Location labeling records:
— start —
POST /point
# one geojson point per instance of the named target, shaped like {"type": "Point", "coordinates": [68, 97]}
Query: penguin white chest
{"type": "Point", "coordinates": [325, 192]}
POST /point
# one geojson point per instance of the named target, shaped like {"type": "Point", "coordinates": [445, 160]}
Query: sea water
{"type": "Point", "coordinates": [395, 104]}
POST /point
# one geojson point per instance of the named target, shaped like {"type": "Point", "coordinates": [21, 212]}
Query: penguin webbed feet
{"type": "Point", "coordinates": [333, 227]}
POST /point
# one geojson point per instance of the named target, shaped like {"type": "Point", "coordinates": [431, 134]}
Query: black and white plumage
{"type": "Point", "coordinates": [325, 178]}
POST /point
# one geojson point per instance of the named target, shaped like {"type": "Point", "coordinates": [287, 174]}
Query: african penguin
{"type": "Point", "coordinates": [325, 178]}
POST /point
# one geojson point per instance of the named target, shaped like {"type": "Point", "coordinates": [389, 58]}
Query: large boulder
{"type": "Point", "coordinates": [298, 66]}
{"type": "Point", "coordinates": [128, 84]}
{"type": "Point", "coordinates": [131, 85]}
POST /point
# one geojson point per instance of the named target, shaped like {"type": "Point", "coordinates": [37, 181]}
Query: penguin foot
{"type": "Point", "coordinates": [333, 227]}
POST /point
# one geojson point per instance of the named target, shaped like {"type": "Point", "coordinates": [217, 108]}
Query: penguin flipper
— end —
→ **To be done**: Render these lines as a JSON list of strings, one string per line, leaving out any blank lines.

→ **Output for this exercise**:
[
  "POST /point",
  "# one geojson point per instance of the named target, shaped like {\"type\": \"Point\", \"coordinates\": [68, 97]}",
  "Query: penguin white chest",
  "{\"type\": \"Point\", \"coordinates\": [325, 192]}",
  "POST /point",
  "# one geojson point per instance of the named target, shaped like {\"type\": \"Point\", \"coordinates\": [445, 160]}",
  "Query: sea water",
  "{\"type\": \"Point\", \"coordinates\": [395, 104]}",
  "POST /point",
  "# one geojson point per instance of the named target, shaped like {\"type\": \"Point\", \"coordinates\": [21, 212]}",
  "Query: penguin webbed feet",
  "{\"type\": \"Point\", \"coordinates\": [333, 227]}",
  "POST /point",
  "# one geojson point per instance of the named target, shaped like {\"type\": \"Point\", \"coordinates\": [431, 134]}",
  "Query: black and white plumage",
  "{\"type\": \"Point\", \"coordinates\": [325, 178]}",
  "POST /point",
  "# one geojson point per instance of the named target, shaped like {\"type\": \"Point\", \"coordinates\": [287, 174]}",
  "Query: african penguin",
  "{\"type\": \"Point\", \"coordinates\": [325, 178]}",
  "POST /point",
  "# one geojson point per instance of the named target, shaped like {\"type\": \"Point\", \"coordinates\": [389, 58]}",
  "Query: large boulder",
  "{\"type\": \"Point\", \"coordinates\": [298, 66]}",
  "{\"type\": \"Point\", \"coordinates\": [128, 84]}",
  "{\"type\": \"Point\", \"coordinates\": [131, 85]}",
  "POST /point",
  "# one geojson point per instance of the named target, shaped like {\"type\": \"Point\", \"coordinates\": [37, 181]}",
  "Query: penguin foot",
  "{\"type\": \"Point\", \"coordinates\": [333, 227]}",
  "POST /point",
  "# one geojson point per instance of the named target, shaped like {\"type\": \"Point\", \"coordinates\": [217, 108]}",
  "Query: penguin flipper"
]